--- START LISTING ---

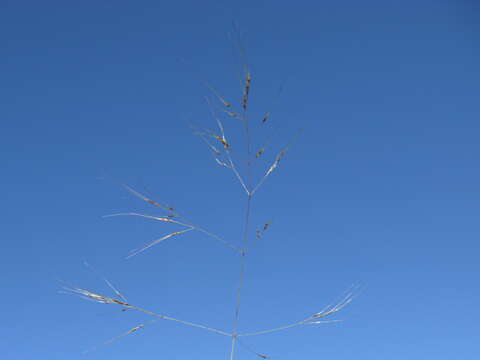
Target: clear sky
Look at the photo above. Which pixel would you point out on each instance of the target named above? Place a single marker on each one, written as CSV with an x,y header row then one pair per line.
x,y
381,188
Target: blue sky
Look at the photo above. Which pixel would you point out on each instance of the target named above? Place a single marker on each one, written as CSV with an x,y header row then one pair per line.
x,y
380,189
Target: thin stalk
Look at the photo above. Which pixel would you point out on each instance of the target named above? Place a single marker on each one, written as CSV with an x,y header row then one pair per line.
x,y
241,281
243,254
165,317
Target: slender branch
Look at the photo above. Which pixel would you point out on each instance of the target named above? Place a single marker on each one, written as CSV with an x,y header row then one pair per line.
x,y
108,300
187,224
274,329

--- END LISTING ---
--- START LISTING ---

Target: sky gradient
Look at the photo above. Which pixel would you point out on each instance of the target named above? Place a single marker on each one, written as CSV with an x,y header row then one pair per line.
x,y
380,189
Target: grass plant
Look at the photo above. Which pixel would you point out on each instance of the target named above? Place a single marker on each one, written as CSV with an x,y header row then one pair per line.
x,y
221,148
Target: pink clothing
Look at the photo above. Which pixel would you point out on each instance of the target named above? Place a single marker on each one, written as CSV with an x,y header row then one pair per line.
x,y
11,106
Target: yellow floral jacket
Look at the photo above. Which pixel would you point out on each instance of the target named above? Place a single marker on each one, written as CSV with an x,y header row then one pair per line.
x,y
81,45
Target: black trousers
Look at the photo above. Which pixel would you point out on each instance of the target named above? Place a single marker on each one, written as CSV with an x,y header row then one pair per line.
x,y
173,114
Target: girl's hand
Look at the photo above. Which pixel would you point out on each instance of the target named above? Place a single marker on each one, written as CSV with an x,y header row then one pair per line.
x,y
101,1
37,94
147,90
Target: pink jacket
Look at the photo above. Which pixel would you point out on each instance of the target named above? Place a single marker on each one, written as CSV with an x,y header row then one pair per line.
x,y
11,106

--- END LISTING ---

DIRECTIVE: Gather every line in the data above that contains the word "jacket" and copy each one in full. Case counts when matching.

THE COMPLETED TASK:
Target: yellow floral jacket
Target: pink jacket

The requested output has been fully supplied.